» Supplied passage
---
Skip to content

RateLimiter

The rate limiter pattern controls the rate of calls to a function using a token bucket algorithm. Unlike the bulkhead (which limits concurrent calls), the rate limiter limits calls per time period.

Concepts

The rate limiter uses a token bucket algorithm:

  • The bucket holds a maximum number of tokens (equal to max_calls)
  • Each call consumes one token
  • Tokens are refilled continuously at a rate of max_calls / period
  • If no tokens are available, the call is either rejected or waits
Token Bucket (max_calls=5, period=1.0)

Time 0.0s: [*] [*] [*] [*] [*]  (5 tokens)
Call 1:     [*] [*] [*] [*] [ ]  (4 tokens)
Call 2:     [*] [*] [*] [ ] [ ]  (3 tokens)
Call 3:     [*] [*] [ ] [ ] [ ]  (2 tokens)
Call 4:     [*] [ ] [ ] [ ] [ ]  (1 token)
Call 5:     [ ] [ ] [ ] [ ] [ ]  (0 tokens)
Call 6:     REJECTED! (or waits for refill)

Time 0.2s: [*] [ ] [ ] [ ] [ ]  (1 token refilled)
Call 6:     [ ] [ ] [ ] [ ] [ ]  (succeeds now)

Rate Limiter vs Bulkhead

Rate Limiter Bulkhead
Limits Calls per time window Concurrent calls
Use case API rate limits, throttling Connection pool protection
Example 100 requests/minute 10 concurrent requests
Algorithm Token bucket Semaphore

Configuration

from pyresilience import RateLimiterConfig

config = RateLimiterConfig(
    max_calls=10,    # 10 calls per period
    period=1.0,      # Per 1 second
    max_wait=0.0,    # Reject immediately if no tokens (0 = no waiting)
---
» Material supplied

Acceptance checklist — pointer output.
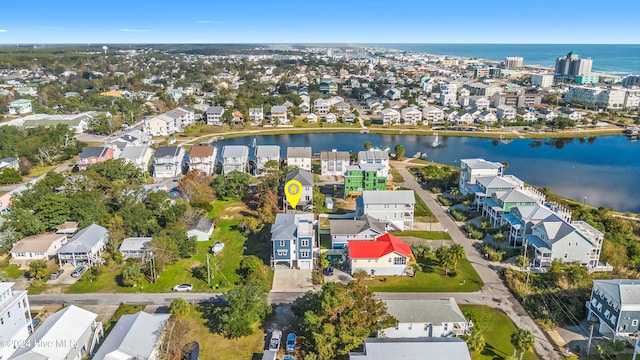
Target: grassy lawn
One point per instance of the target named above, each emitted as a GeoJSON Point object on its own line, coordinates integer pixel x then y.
{"type": "Point", "coordinates": [496, 328]}
{"type": "Point", "coordinates": [396, 175]}
{"type": "Point", "coordinates": [223, 266]}
{"type": "Point", "coordinates": [427, 235]}
{"type": "Point", "coordinates": [432, 280]}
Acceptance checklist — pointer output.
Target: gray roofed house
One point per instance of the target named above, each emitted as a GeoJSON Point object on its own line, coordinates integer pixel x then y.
{"type": "Point", "coordinates": [136, 336]}
{"type": "Point", "coordinates": [234, 158]}
{"type": "Point", "coordinates": [135, 247]}
{"type": "Point", "coordinates": [202, 229]}
{"type": "Point", "coordinates": [412, 349]}
{"type": "Point", "coordinates": [85, 246]}
{"type": "Point", "coordinates": [425, 318]}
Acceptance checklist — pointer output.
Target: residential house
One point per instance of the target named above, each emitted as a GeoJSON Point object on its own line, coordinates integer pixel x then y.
{"type": "Point", "coordinates": [36, 247]}
{"type": "Point", "coordinates": [419, 318]}
{"type": "Point", "coordinates": [9, 163]}
{"type": "Point", "coordinates": [213, 115]}
{"type": "Point", "coordinates": [358, 178]}
{"type": "Point", "coordinates": [500, 202]}
{"type": "Point", "coordinates": [279, 115]}
{"type": "Point", "coordinates": [203, 158]}
{"type": "Point", "coordinates": [293, 239]}
{"type": "Point", "coordinates": [170, 122]}
{"type": "Point", "coordinates": [556, 239]}
{"type": "Point", "coordinates": [201, 229]}
{"type": "Point", "coordinates": [93, 155]}
{"type": "Point", "coordinates": [396, 208]}
{"type": "Point", "coordinates": [506, 113]}
{"type": "Point", "coordinates": [136, 336]}
{"type": "Point", "coordinates": [389, 117]}
{"type": "Point", "coordinates": [615, 305]}
{"type": "Point", "coordinates": [168, 162]}
{"type": "Point", "coordinates": [432, 115]}
{"type": "Point", "coordinates": [72, 333]}
{"type": "Point", "coordinates": [14, 307]}
{"type": "Point", "coordinates": [334, 162]}
{"type": "Point", "coordinates": [85, 247]}
{"type": "Point", "coordinates": [322, 106]}
{"type": "Point", "coordinates": [256, 115]}
{"type": "Point", "coordinates": [384, 256]}
{"type": "Point", "coordinates": [300, 157]}
{"type": "Point", "coordinates": [136, 247]}
{"type": "Point", "coordinates": [471, 169]}
{"type": "Point", "coordinates": [306, 179]}
{"type": "Point", "coordinates": [234, 158]}
{"type": "Point", "coordinates": [375, 157]}
{"type": "Point", "coordinates": [364, 228]}
{"type": "Point", "coordinates": [411, 116]}
{"type": "Point", "coordinates": [413, 349]}
{"type": "Point", "coordinates": [139, 156]}
{"type": "Point", "coordinates": [266, 154]}
{"type": "Point", "coordinates": [20, 107]}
---
» Stated problem 1
Answer these questions about the rate limiter page, one line each:
(a) At what rate are tokens refilled?
(b) Which algorithm does the comparison table list for the bulkhead?
(c) What does the comment on max_wait=0.0 say happens when no tokens are available?
» Stated problem 2
Carry the rate limiter page on from the point where it stops.
The entries were taken from a source separate from the rate limiter page.

» Written answer 1
(a) Continuously, at a rate of max_calls / period.
(b) Semaphore.
(c) The call is rejected immediately, since 0 means no waiting.

» Written answer 2
)
Parameter Type Default Description
max_calls int 10 Maximum number of calls allowed per period
period float 1.0 Time period in seconds
max_wait float 0.0 Maximum seconds to wait for a token. 0 means reject immediately.

Usage

Basic Rate Limiting

from pyresilience import resilient, RateLimiterConfig

# Allow 10 requests per second
@resilient(rate_limiter=RateLimiterConfig(max_calls=10, period=1.0))
def call_api(endpoint: str) -> dict:
    return requests.get(endpoint).json()

With Waiting

Allow callers to wait for a token instead of immediate rejection:

# 100 calls per minute, wait up to 5 seconds for a token
@resilient(rate_limiter=RateLimiterConfig(
    max_calls=100,
    period=60.0,
    max_wait=5.0,
))
def call_api() -> dict:
    return requests.get("https://api.example.com").json()

Async Rate Limiting

@resilient(rate_limiter=RateLimiterConfig(max_calls=50, period=1.0))
async def async_call() -> dict:
    async with aiohttp.ClientSession() as session:
        async with session.get("https://api.example.com") as resp:
            return await resp.json()

With Fallback

Return a queued/deferred response instead of rejecting:

from pyresilience import (
    resilient, RateLimiterConfig, FallbackConfig, RateLimitExceededError
)

@resilient(
    rate_limiter=RateLimiterConfig(max_calls=10, period=1.0),
    fallback=FallbackConfig(
        handler=lambda e: {"status": "rate_limited", "retry_after": 1},
        fallback_on=(RateLimitExceededError,),
    ),
)
def call_api() -> dict:
    return requests.get("https://api.example.com").json()

Combined with Circuit Breaker

@resilient(
    rate_limiter=RateLimiterConfig(max_calls=100, period=60.0),
    circuit_breaker=CircuitBreakerConfig(failure_threshold=5),
    retry=RetryConfig(max_attempts=3),
)
def robust_call() -> dict:
    return requests.get("https://api.example.com").json()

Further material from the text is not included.